[Exercise requirements] Print every one of the rows below word for word, without altering anything.
## begin
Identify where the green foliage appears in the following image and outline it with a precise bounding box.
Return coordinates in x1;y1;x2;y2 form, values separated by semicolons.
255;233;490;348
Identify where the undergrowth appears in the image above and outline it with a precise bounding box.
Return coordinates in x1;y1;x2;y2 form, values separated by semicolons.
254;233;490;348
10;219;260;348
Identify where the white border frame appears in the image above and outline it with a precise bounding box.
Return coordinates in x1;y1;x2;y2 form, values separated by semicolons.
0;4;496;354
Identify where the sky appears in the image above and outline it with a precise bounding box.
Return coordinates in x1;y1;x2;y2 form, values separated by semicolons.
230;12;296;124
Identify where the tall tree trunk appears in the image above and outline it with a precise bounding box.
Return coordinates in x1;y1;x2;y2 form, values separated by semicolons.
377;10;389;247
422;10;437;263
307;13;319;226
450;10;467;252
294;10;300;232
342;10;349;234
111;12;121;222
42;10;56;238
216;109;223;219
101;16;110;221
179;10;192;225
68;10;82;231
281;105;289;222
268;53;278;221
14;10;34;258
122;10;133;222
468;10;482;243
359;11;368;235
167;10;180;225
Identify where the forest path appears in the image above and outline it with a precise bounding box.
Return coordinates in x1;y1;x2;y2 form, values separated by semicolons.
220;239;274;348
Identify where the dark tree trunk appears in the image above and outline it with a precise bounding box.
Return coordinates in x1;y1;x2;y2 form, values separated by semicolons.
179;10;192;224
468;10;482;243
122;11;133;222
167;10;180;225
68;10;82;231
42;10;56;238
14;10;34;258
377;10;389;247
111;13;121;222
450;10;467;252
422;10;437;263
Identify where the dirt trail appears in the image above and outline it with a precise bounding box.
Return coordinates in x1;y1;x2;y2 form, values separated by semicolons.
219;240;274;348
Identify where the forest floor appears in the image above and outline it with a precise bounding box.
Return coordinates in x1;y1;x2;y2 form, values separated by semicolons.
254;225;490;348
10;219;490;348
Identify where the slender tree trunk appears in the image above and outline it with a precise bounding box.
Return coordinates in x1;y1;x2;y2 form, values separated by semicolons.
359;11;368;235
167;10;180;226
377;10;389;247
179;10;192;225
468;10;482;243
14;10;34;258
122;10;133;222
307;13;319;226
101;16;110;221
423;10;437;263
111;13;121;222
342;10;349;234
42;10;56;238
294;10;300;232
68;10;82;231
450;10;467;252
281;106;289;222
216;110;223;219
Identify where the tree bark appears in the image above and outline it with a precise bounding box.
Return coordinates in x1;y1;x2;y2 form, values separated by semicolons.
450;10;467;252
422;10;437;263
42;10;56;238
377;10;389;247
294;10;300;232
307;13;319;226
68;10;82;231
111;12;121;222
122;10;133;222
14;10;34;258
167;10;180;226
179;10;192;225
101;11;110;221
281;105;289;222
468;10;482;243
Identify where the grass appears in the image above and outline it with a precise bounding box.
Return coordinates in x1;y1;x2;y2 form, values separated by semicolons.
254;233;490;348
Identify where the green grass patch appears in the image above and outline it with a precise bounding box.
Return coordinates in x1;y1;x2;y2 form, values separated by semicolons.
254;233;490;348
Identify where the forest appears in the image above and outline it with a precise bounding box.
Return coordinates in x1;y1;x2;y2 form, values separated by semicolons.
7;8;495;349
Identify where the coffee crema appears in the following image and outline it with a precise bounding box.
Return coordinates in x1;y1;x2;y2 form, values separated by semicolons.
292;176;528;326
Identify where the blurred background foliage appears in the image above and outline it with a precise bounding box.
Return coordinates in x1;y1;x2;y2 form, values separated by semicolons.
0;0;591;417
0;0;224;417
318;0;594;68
## end
[Solution for this task]
Identify where the green foliage appears in the following image and outline it with a precise bounding box.
Return coordinates in x1;y1;x2;y2 form, values separated by semicolons.
255;233;490;348
Identify where the undergrowth appears in the image above and outline it with a precise bounding box.
Return coordinates in x1;y1;x2;y2 form, values separated by semicolons.
254;233;490;348
10;219;260;348
Identify where the white border frame appears in the image above and outline it with a precise bounding box.
Return coordinates in x1;y1;x2;y2 form, values separated by semicolons.
0;4;496;354
Identify where the sky appears in the image above and outline it with a precise bounding box.
Return coordinates in x1;y1;x2;y2 form, values separated by semicolons.
230;12;296;124
Identify where the tall tree trunk appears in the image above and outline it with a precise bounding box.
Return coordinates in x1;y1;x2;y2 form, values separated by semicolons.
377;10;389;247
422;10;437;263
307;13;319;226
450;10;467;252
294;10;300;232
342;10;349;234
111;12;121;222
42;10;56;238
216;109;223;219
101;16;110;221
179;10;192;225
68;10;82;231
281;105;289;222
268;53;278;221
14;10;34;258
122;10;133;222
468;10;482;243
359;11;368;235
167;10;180;225
Identify where the forest path appears in the image above and outline it with a precise bounding box.
Return coordinates in x1;y1;x2;y2 form, values separated by semicolons.
220;239;274;348
Identify where the dark tree trunk appears in the image above and outline it with a precise bounding box.
Return coordinates in x1;y1;x2;y2 form, values separated by semicolons.
179;10;192;224
468;10;482;243
122;11;133;222
167;10;180;225
68;10;82;231
42;10;56;238
14;10;34;258
377;10;389;247
111;13;121;222
450;10;467;252
422;10;437;263
Identify where the dirt trail appears in the image above and outline it with a precise bounding box.
Return coordinates in x1;y1;x2;y2 form, values separated by semicolons.
219;240;274;348
Identify where the forest floor appears in the image above and outline it with a precise bounding box.
Return coordinates in x1;y1;x2;y2 form, values separated by semicolons.
254;225;490;348
10;219;490;348
Identify where the slender tree trunk appears in the image above and outline it with a precise bounding box.
Return coordinates in x1;y1;x2;y2 form, values separated by semicolons.
359;11;368;235
167;10;180;226
377;10;389;247
179;10;192;225
468;10;482;243
14;10;34;258
122;10;133;222
307;13;319;226
101;16;110;221
423;10;437;263
111;13;121;222
342;10;349;234
42;10;56;238
294;10;300;232
68;10;82;231
450;10;467;252
281;106;289;222
216;110;223;219
Identify where the tree bark appears in the image above and outline it with a precise bounding box.
Return coordinates in x1;y1;x2;y2 form, values separated by semicolons.
450;10;467;252
422;10;437;263
42;10;56;238
377;10;389;247
294;10;300;232
307;13;319;226
68;10;82;231
111;12;121;222
122;10;133;222
14;10;34;258
167;10;180;226
179;10;192;225
101;11;110;221
281;105;289;222
468;10;482;243
Identify where the grass appears in the image above and outline it with a precise bounding box.
Return coordinates in x1;y1;x2;y2 form, values separated by semicolons.
254;233;490;348
Identify where the green grass patch appears in the image above and outline it with a precise bounding box.
Return coordinates in x1;y1;x2;y2 form, values separated by semicolons.
254;233;490;348
Identify where the forest appears in the image above and outline it with a precise bounding box.
Return coordinates in x1;y1;x2;y2 form, values separated by semicolons.
7;8;495;349
Identify where the coffee crema appears in the following image and outline it with a precise bounding box.
Return coordinates in x1;y1;x2;y2 form, values separated by semicolons.
292;176;528;326
Identify where the blurred background foliage appears in the image above and outline it with a precise bounding box.
Return coordinates in x1;y1;x2;y2 form, values separated by semicolons.
0;0;591;417
0;0;224;417
318;0;594;68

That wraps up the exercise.